Work instruction:
Transcription of the full listing is required, character for character.

####

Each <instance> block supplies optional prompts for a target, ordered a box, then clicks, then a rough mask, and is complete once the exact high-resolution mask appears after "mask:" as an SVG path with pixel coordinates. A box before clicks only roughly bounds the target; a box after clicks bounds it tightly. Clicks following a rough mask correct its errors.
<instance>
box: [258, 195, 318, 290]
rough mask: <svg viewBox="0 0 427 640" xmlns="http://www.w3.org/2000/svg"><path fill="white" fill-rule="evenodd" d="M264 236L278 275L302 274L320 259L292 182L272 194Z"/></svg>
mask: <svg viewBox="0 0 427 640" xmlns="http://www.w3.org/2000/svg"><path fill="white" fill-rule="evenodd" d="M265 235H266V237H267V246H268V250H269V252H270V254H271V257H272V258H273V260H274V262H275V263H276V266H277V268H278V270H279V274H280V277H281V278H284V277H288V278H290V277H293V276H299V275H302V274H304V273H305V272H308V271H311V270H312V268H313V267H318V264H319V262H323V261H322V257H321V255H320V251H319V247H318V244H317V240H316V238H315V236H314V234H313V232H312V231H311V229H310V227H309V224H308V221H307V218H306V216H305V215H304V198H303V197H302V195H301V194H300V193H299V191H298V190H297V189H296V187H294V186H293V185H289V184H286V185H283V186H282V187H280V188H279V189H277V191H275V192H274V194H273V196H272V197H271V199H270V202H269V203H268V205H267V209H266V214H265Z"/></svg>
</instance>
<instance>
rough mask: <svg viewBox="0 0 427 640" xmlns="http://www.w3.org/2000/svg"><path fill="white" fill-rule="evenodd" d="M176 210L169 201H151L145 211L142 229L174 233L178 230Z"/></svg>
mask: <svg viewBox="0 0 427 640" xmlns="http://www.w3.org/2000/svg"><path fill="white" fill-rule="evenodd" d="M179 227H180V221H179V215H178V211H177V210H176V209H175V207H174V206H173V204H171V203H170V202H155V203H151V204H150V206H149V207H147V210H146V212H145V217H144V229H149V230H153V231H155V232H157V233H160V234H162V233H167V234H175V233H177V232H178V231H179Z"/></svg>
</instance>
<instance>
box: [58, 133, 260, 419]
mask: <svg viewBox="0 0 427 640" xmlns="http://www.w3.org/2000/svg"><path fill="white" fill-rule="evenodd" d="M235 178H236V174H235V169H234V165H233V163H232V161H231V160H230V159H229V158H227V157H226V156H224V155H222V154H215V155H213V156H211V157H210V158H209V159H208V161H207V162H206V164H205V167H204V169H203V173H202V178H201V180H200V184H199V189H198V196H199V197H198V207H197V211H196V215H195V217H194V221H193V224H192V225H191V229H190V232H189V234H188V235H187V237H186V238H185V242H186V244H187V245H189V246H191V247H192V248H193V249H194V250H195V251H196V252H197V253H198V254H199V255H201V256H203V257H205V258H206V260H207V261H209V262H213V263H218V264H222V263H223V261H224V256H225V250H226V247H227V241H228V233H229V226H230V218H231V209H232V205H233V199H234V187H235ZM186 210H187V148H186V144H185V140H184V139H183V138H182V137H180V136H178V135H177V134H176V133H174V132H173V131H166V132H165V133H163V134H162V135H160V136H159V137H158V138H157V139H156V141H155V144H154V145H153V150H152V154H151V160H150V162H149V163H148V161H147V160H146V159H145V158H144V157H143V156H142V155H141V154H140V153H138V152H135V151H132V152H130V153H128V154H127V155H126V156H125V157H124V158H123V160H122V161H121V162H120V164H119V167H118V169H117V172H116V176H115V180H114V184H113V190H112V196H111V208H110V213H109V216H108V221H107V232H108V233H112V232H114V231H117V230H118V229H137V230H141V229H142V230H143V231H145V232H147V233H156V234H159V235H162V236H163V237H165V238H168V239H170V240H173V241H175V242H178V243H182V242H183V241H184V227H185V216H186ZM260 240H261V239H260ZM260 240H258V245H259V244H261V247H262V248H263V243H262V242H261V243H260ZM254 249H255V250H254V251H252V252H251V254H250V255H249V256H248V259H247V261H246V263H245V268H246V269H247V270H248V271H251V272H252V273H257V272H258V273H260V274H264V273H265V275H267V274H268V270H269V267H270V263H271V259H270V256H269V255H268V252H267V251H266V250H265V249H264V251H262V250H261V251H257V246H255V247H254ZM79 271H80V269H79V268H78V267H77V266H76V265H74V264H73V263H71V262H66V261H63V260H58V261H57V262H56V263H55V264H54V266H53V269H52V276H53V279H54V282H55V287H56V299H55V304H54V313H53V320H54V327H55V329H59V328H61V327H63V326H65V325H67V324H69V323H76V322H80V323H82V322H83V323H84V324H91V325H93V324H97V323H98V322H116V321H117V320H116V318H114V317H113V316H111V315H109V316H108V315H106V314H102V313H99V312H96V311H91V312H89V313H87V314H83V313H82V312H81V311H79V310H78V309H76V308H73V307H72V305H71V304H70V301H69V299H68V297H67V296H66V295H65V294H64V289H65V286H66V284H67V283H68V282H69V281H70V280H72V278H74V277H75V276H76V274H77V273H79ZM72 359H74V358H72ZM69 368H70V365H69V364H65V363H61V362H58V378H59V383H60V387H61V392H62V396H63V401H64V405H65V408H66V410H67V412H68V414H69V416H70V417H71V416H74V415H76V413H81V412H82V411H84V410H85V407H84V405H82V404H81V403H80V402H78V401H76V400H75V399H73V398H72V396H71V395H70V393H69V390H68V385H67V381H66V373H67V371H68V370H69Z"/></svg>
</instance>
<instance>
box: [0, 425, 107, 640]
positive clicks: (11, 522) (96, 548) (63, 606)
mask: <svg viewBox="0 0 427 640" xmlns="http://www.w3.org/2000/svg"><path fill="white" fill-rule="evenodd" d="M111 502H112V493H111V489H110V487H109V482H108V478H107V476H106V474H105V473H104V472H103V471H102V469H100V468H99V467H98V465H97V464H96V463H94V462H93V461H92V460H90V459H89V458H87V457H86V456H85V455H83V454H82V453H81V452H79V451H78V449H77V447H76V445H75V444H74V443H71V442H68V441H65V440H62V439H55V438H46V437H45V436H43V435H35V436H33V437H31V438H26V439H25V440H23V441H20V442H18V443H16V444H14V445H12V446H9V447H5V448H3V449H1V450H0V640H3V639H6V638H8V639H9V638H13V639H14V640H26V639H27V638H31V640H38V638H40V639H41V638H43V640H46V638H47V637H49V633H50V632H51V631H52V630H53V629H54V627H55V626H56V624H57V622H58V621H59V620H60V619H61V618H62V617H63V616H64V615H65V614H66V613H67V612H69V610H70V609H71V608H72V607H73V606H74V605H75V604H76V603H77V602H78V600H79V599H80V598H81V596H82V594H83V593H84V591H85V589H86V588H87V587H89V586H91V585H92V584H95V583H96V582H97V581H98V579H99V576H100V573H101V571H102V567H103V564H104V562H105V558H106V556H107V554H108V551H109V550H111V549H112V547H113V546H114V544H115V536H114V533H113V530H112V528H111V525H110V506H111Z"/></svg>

####

Answer section:
Each <instance> block supplies optional prompts for a target, ordered a box, then clicks, then a rough mask, and is complete once the exact high-resolution mask appears after "mask:" as an SVG path with pixel coordinates. A box before clicks only roughly bounds the target; a box after clicks bounds it tightly. Clicks following a rough mask correct its errors.
<instance>
box: [258, 195, 318, 290]
rough mask: <svg viewBox="0 0 427 640" xmlns="http://www.w3.org/2000/svg"><path fill="white" fill-rule="evenodd" d="M264 236L278 275L302 274L320 259L292 182L272 194Z"/></svg>
mask: <svg viewBox="0 0 427 640" xmlns="http://www.w3.org/2000/svg"><path fill="white" fill-rule="evenodd" d="M265 235H266V237H267V246H268V250H269V252H270V254H271V257H272V258H273V260H274V262H275V263H276V266H277V268H278V270H279V274H280V277H281V278H284V277H288V278H290V277H293V276H299V275H302V274H304V273H305V272H308V271H311V270H312V268H313V267H318V264H319V262H323V261H322V257H321V255H320V251H319V247H318V244H317V240H316V238H315V236H314V234H313V232H312V231H311V229H310V227H309V224H308V221H307V218H306V216H305V215H304V198H303V197H302V195H301V194H300V193H299V191H298V190H297V189H296V187H294V186H293V185H289V184H286V185H283V186H282V187H280V188H279V189H277V191H275V192H274V194H273V196H272V197H271V199H270V202H269V203H268V205H267V209H266V214H265Z"/></svg>
</instance>
<instance>
rough mask: <svg viewBox="0 0 427 640" xmlns="http://www.w3.org/2000/svg"><path fill="white" fill-rule="evenodd" d="M176 210L169 201H151L145 211L142 229L174 233L178 230Z"/></svg>
mask: <svg viewBox="0 0 427 640" xmlns="http://www.w3.org/2000/svg"><path fill="white" fill-rule="evenodd" d="M179 227H180V221H179V215H178V211H177V210H176V209H175V207H174V206H173V204H171V203H170V202H155V203H151V204H150V206H149V207H147V210H146V212H145V217H144V229H149V230H153V231H155V232H157V233H160V234H162V233H167V234H175V233H177V232H178V231H179Z"/></svg>
</instance>
<instance>
box: [58, 133, 260, 419]
mask: <svg viewBox="0 0 427 640" xmlns="http://www.w3.org/2000/svg"><path fill="white" fill-rule="evenodd" d="M235 178H236V174H235V169H234V165H233V163H232V161H231V160H230V159H229V158H227V157H226V156H224V155H222V154H215V155H213V156H211V157H210V158H209V159H208V161H207V162H206V164H205V167H204V169H203V173H202V178H201V180H200V184H199V189H198V196H199V197H198V207H197V211H196V215H195V217H194V221H193V224H192V225H191V229H190V232H189V234H188V235H187V237H186V238H185V242H186V244H187V245H189V246H191V247H192V248H193V249H194V250H195V251H196V252H197V253H198V254H199V255H201V256H203V257H205V258H206V260H207V261H209V262H213V263H218V264H222V263H223V261H224V256H225V250H226V247H227V241H228V233H229V226H230V218H231V209H232V205H233V199H234V187H235ZM186 210H187V148H186V144H185V140H184V139H183V138H182V137H180V136H178V135H177V134H176V133H174V132H173V131H166V132H165V133H163V134H162V135H160V136H159V137H158V138H157V139H156V141H155V144H154V145H153V150H152V154H151V160H150V162H149V163H148V161H147V160H146V159H145V158H144V157H143V156H142V155H141V154H140V153H138V152H135V151H132V152H130V153H128V154H127V155H126V156H125V157H124V158H123V160H122V161H121V162H120V164H119V167H118V169H117V172H116V176H115V180H114V184H113V190H112V196H111V208H110V213H109V216H108V221H107V232H108V233H112V232H114V231H117V230H118V229H137V230H141V229H142V230H143V231H145V232H147V233H156V234H159V235H162V236H163V237H165V238H168V239H170V240H173V241H175V242H178V243H182V242H183V241H184V227H185V216H186ZM260 240H261V239H260ZM260 240H258V245H259V244H261V247H262V248H263V243H262V242H261V243H260ZM254 249H255V250H254V251H252V252H251V254H250V255H249V256H248V259H247V261H246V263H245V268H246V269H247V270H248V271H251V272H252V273H257V272H258V273H260V274H264V273H265V275H267V274H268V270H269V267H270V263H271V259H270V256H269V255H268V252H267V251H266V250H265V249H264V251H262V250H261V251H257V246H255V247H254ZM79 271H80V269H79V268H78V267H77V266H76V265H74V264H73V263H71V262H66V261H63V260H58V261H57V262H56V263H55V264H54V266H53V269H52V276H53V279H54V282H55V287H56V299H55V304H54V313H53V320H54V327H55V329H59V328H61V327H63V326H65V325H67V324H69V323H76V322H80V323H82V322H83V323H84V324H91V325H93V324H97V323H98V322H116V321H117V320H116V318H114V317H113V316H111V315H109V316H108V315H106V314H102V313H99V312H96V311H91V312H89V313H87V314H83V313H82V312H81V311H79V310H78V309H76V308H73V307H72V305H71V304H70V301H69V299H68V297H67V296H66V295H65V294H64V289H65V286H66V284H67V283H68V282H69V281H70V280H72V278H74V277H75V276H76V274H77V273H79ZM72 359H74V358H72ZM69 368H70V365H69V364H65V363H61V362H58V378H59V383H60V387H61V392H62V396H63V401H64V405H65V408H66V410H67V412H68V414H69V416H70V417H71V416H74V415H76V413H81V412H82V411H84V410H85V407H84V405H82V404H81V403H80V402H78V401H76V400H75V399H73V398H72V396H71V395H70V393H69V390H68V385H67V381H66V373H67V371H68V370H69Z"/></svg>
</instance>
<instance>
box: [0, 425, 107, 640]
positive clicks: (11, 522) (96, 548) (63, 606)
mask: <svg viewBox="0 0 427 640" xmlns="http://www.w3.org/2000/svg"><path fill="white" fill-rule="evenodd" d="M111 502H112V493H111V489H110V487H109V482H108V478H107V476H106V474H105V473H104V472H103V471H102V469H100V468H99V467H98V465H97V464H96V463H94V462H93V461H92V460H90V459H89V458H87V457H86V456H85V455H83V454H82V453H81V452H79V451H78V449H77V447H76V445H75V444H74V443H71V442H68V441H65V440H62V439H55V438H46V437H45V436H43V435H35V436H33V437H31V438H26V439H25V440H23V441H20V442H18V443H16V444H14V445H12V446H9V447H5V448H3V449H1V450H0V640H3V639H6V638H8V639H9V638H13V639H14V640H26V639H27V638H31V640H38V638H40V639H41V638H43V640H46V638H47V637H49V633H50V632H51V631H52V630H53V629H54V627H55V626H56V624H57V622H58V621H59V620H60V619H61V618H62V617H63V616H64V615H65V614H66V613H67V612H69V610H70V609H71V608H72V607H73V606H74V605H75V604H76V603H77V602H78V600H79V599H80V598H81V596H82V594H83V593H84V591H85V589H86V588H87V587H89V586H91V585H92V584H95V583H96V582H97V581H98V579H99V576H100V573H101V571H102V567H103V564H104V562H105V558H106V556H107V554H108V551H109V550H111V549H112V547H113V546H114V544H115V536H114V533H113V530H112V528H111V525H110V506H111Z"/></svg>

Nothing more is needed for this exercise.